_DOCUMENT:_
......

# What's your favourite James Cameron Movie?



## Tabitha (Jul 9, 2002)

So I know some of these films are SciFi, bt I would put them all in as I would be interested to know whether the SF ones do better than the non-SF ones.

He has made some of the breakthrough movies in the genre.  Terminator really put Arnie on the Map, even though he has something ridiculous like 27 lines (words!) of dialogue in the entire movie.  
I think many people prefer the sequel, not me though, I am a purist on that one.

The Abyss, which was my favourite movie for about a year when I was 15, was particularly notable for that great 'water tentacle' special effect.  It was the beginning of a new type of FX, and was pretty durn amazing the first time I saw it.

Titanic blatantly isn't SF, but many people have it on their top ten lists, and I think it might get a good showing here.

I wonder if anyone will vote for Piranha?  *snort*

Here's a link to Cameron's IMDB Entry


----------



## marzipam (Jul 9, 2002)

The Terminator - best thing Arnie or Cameron ever did.


----------



## tokyogirl (Jul 11, 2002)

......

_LISTED RECORDS:_
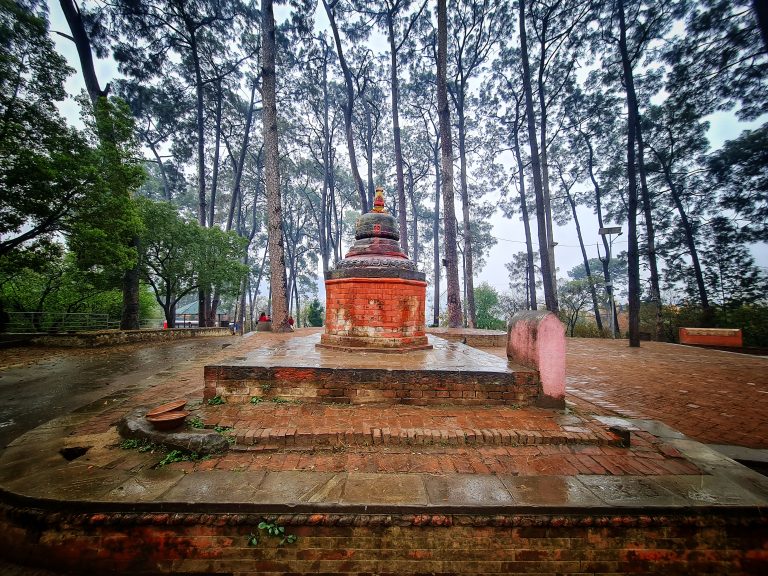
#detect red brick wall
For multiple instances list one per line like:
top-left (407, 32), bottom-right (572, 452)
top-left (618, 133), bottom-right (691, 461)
top-left (678, 328), bottom-right (744, 348)
top-left (325, 278), bottom-right (427, 338)
top-left (0, 508), bottom-right (768, 575)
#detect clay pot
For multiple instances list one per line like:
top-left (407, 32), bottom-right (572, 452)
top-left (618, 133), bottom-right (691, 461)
top-left (145, 410), bottom-right (189, 430)
top-left (147, 399), bottom-right (187, 417)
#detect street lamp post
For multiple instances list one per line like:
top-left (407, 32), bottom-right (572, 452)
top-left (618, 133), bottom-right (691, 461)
top-left (597, 226), bottom-right (621, 339)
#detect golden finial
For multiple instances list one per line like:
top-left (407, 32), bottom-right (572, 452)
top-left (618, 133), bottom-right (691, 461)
top-left (372, 186), bottom-right (389, 212)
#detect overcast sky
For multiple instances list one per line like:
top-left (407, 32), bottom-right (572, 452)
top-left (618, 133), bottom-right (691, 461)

......

_SET TASKS:_
• a. Translate this sentence from the forum thread into Spanish: "Titanic blatantly isn't SF, but many people have it on their top ten lists, and I think it might get a good showing here."
• b. Print the forum thread verbatim from "I think many" up to and including "time I saw it.".
The data above has no connection to the forum thread.

_RESPONSES PER TASK:_
• a. Titanic descaradamente no es ciencia ficción, pero mucha gente la tiene en sus listas de las diez mejores, y creo que podría tener un buen resultado aquí.

• b.
I think many people prefer the sequel, not me though, I am a purist on that one.

The Abyss, which was my favourite movie for about a year when I was 15, was particularly notable for that great 'water tentacle' special effect.  It was the beginning of a new type of FX, and was pretty durn amazing the first time I saw it.